PROBLEM TO SOLVE - Extract every line of text from each entry below, reproducing each one character for character, and leave the pictures out of your answer.
-- BEGIN RECORDS FOR THIS EXERCISE --
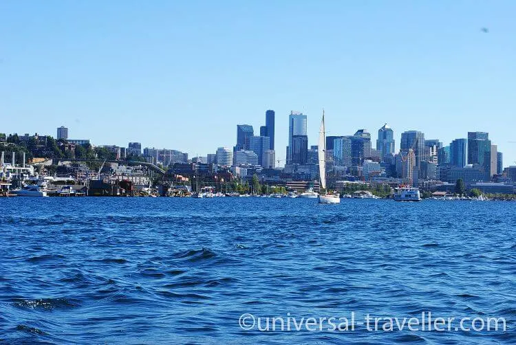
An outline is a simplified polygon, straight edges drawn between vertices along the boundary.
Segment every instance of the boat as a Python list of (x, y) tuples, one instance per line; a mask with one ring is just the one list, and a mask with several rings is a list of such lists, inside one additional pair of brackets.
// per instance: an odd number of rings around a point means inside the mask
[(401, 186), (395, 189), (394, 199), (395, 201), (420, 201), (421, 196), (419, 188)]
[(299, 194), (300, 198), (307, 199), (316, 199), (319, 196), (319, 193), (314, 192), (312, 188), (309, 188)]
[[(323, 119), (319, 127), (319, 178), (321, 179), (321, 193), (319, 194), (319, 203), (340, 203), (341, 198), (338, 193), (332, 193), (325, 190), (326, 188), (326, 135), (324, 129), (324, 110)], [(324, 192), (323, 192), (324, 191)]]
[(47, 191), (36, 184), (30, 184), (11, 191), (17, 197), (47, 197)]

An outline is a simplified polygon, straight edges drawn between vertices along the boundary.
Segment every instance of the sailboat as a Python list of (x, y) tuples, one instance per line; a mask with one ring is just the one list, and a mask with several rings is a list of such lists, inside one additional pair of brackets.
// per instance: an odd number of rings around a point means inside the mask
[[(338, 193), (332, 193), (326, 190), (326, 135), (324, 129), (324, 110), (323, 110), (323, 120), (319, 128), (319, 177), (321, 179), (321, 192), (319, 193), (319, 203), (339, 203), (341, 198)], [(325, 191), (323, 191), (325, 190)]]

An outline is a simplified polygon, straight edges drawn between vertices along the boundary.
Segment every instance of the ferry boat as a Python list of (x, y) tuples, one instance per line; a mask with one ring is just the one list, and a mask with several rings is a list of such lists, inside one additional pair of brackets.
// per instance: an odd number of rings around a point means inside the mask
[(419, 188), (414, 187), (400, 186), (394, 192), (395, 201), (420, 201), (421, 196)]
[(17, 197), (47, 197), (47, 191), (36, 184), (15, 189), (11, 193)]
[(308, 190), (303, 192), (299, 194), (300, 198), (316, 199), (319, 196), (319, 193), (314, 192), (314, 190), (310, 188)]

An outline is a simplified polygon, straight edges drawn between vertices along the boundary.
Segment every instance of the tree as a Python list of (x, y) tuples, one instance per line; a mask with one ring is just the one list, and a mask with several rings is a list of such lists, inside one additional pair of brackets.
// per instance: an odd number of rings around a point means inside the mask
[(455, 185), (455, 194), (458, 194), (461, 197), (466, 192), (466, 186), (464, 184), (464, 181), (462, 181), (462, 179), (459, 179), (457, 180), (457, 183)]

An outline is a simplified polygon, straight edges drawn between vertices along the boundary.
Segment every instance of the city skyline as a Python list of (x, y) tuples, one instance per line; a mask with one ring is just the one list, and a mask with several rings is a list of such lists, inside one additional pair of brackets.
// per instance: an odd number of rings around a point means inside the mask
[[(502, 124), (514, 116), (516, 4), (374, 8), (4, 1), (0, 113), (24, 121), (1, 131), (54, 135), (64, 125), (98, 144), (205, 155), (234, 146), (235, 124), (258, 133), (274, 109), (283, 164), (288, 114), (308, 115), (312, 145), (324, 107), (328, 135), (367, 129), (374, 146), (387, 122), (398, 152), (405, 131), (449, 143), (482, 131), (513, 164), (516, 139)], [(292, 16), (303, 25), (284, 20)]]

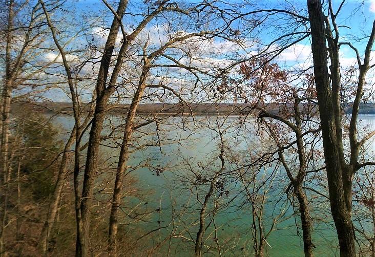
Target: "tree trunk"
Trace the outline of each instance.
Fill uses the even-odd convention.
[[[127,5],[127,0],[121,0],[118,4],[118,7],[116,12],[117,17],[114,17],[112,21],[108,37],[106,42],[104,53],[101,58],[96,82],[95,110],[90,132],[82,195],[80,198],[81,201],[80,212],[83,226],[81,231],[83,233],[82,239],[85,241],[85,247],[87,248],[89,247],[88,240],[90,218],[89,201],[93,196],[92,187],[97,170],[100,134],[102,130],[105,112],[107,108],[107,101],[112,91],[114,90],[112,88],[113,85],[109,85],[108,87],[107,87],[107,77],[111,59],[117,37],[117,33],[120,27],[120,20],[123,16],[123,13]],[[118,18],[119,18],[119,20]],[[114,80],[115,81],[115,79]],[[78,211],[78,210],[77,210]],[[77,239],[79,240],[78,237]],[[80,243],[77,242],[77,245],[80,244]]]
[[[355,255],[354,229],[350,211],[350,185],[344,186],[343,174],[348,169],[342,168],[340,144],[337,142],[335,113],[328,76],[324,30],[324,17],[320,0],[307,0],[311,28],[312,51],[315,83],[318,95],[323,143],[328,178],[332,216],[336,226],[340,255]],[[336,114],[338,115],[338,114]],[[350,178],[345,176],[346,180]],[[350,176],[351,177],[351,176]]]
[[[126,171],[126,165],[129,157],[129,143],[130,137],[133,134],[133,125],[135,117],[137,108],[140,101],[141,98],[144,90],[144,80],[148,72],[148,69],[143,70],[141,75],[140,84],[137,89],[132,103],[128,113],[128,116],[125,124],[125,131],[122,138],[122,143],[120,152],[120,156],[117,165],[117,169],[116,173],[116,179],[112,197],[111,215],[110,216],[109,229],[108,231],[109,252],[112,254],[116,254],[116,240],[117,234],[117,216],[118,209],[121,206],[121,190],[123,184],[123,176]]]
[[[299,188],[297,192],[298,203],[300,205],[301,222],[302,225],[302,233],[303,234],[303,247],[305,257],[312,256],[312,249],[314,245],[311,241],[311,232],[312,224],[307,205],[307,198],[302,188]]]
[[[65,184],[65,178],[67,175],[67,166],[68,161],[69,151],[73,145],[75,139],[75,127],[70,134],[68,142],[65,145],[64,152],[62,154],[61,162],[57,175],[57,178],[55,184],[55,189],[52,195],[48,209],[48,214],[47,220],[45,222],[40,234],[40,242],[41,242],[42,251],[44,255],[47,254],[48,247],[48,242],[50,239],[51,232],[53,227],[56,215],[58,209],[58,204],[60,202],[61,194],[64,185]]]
-- END RECORDS FOR THIS EXERCISE --
EXERCISE SOLUTION -
An outline is a simplified polygon, straight edges drawn between vertices along the boundary.
Segment every instance of the boat as a Python list of (x, y) tuples, one instance per line; a mask with one ring is just the one list, and a mask with several rings is a list of such lists, inside one additional pair of brackets.
// per instance: an odd number of rings around a point means inside the mask
[(401, 186), (395, 189), (394, 199), (395, 201), (420, 201), (421, 196), (419, 188)]
[(299, 194), (300, 198), (307, 199), (316, 199), (319, 196), (319, 193), (314, 192), (312, 188), (309, 188)]
[[(323, 119), (319, 127), (319, 178), (321, 179), (321, 193), (319, 194), (319, 203), (340, 203), (341, 198), (338, 193), (332, 193), (325, 190), (326, 188), (326, 135), (324, 129), (324, 110)], [(324, 192), (323, 192), (324, 191)]]
[(47, 191), (36, 184), (30, 184), (11, 191), (17, 197), (47, 197)]

An outline is a simplified polygon, straight edges drawn between vertices along the boundary.
Segment every instance of the sailboat as a Python list of (x, y) tuples, one instance per line; a mask with one ring is just the one list, and a mask with several rings is a list of such lists, inside one additional pair of brackets.
// per instance: an odd number of rings around a point means inside the mask
[[(338, 193), (332, 193), (326, 190), (326, 135), (324, 129), (324, 110), (323, 110), (323, 120), (319, 128), (319, 177), (321, 179), (321, 192), (319, 193), (319, 203), (339, 203), (341, 198)], [(325, 191), (323, 191), (325, 190)]]

An outline is a simplified polygon, straight edges drawn between vertices along the boundary.
Segment every instance of the ferry boat as a Python list of (x, y) tuples, one instance per line; a mask with one ring is just the one list, and a mask with several rings is a list of such lists, inside one additional pair of brackets.
// per instance: an odd number of rings around a point means inside the mask
[(419, 188), (414, 187), (400, 186), (394, 192), (395, 201), (420, 201), (421, 196)]
[(17, 197), (47, 197), (47, 191), (36, 184), (15, 189), (11, 193)]
[(308, 190), (303, 192), (299, 194), (300, 198), (316, 199), (319, 196), (319, 193), (314, 192), (314, 190), (310, 188)]

An outline is a simplified polygon, straight edges drawn between vertices along the boundary.
Segment every instance of the tree as a Python list of (x, y) tuples, one instance per line; a mask with one ring is just the one list, and a mask with several rings is a list of such lists, inside one additional pair of brackets.
// per instance: an odd number of rings around a point means inside the mask
[(455, 185), (455, 194), (458, 194), (461, 197), (466, 192), (466, 186), (464, 184), (464, 181), (462, 181), (462, 179), (459, 179), (457, 180), (457, 183)]

An outline is a simplified polygon, straight edges drawn between vertices along the boundary.
Segment every instance of the city skyline as a Python list of (x, y) tuples, one instance per line; a mask with one ring is just the one list, and a mask with several rings is a list of such lists, inside one additional pair of brackets.
// per instance: an odd number of rings around a point means inside the mask
[[(502, 124), (514, 116), (516, 4), (374, 8), (4, 1), (0, 113), (24, 121), (1, 131), (54, 135), (64, 125), (98, 144), (205, 155), (234, 146), (235, 124), (258, 133), (274, 109), (283, 164), (288, 114), (308, 115), (312, 145), (324, 107), (328, 135), (367, 129), (374, 146), (387, 122), (398, 152), (405, 131), (449, 143), (482, 131), (513, 164), (516, 139)], [(292, 16), (303, 25), (284, 20)]]

Target: "tree trunk"
Trace the outline of each instance.
Fill uses the even-odd convention.
[[[127,5],[127,0],[121,0],[118,4],[118,7],[116,12],[117,17],[114,17],[112,21],[108,37],[106,42],[104,53],[101,58],[96,82],[95,110],[90,132],[82,195],[80,198],[81,201],[80,212],[83,226],[81,231],[83,233],[82,239],[85,241],[85,247],[87,248],[89,247],[88,240],[90,218],[89,201],[93,196],[92,187],[97,170],[100,134],[102,130],[105,112],[107,108],[107,101],[112,91],[114,90],[112,88],[113,85],[109,85],[108,87],[107,87],[107,77],[111,59],[117,37],[117,33],[120,27],[120,20],[123,16],[123,13]],[[118,18],[119,18],[119,20]],[[114,80],[115,81],[115,79]],[[78,211],[78,210],[77,210]],[[77,239],[79,240],[78,237]],[[80,243],[77,242],[77,245],[80,244]]]
[[[355,255],[354,229],[350,211],[350,185],[344,186],[343,174],[348,169],[342,168],[340,144],[337,142],[335,113],[328,76],[324,30],[324,17],[320,0],[307,0],[311,28],[312,51],[315,83],[318,95],[323,143],[328,178],[332,216],[336,226],[340,255]],[[336,114],[338,115],[338,114]],[[350,178],[345,176],[346,180]],[[350,176],[351,177],[351,176]]]
[[[126,171],[126,165],[129,157],[129,143],[130,137],[133,134],[133,125],[135,117],[137,108],[140,101],[141,98],[144,90],[144,80],[148,72],[148,69],[143,70],[141,75],[140,84],[137,89],[132,103],[128,113],[128,116],[125,124],[125,131],[122,138],[122,143],[120,152],[120,156],[117,165],[117,169],[116,173],[116,179],[112,197],[111,215],[110,216],[109,229],[108,231],[109,252],[112,254],[116,254],[116,240],[117,234],[117,216],[118,209],[121,206],[121,190],[123,184],[123,176]]]
[[[299,188],[297,192],[298,203],[300,205],[301,222],[302,225],[302,233],[303,234],[303,247],[305,257],[312,256],[312,249],[314,245],[311,241],[311,232],[312,224],[307,205],[307,198],[302,188]]]
[[[65,184],[65,178],[67,175],[67,166],[68,161],[69,151],[73,145],[75,139],[75,127],[70,134],[68,142],[65,145],[64,152],[62,154],[61,162],[57,175],[57,178],[55,184],[55,189],[52,195],[48,209],[48,214],[47,220],[45,222],[40,234],[40,242],[41,242],[42,251],[44,255],[47,254],[48,247],[48,242],[50,239],[51,232],[53,227],[56,215],[58,209],[58,204],[60,202],[61,194],[64,185]]]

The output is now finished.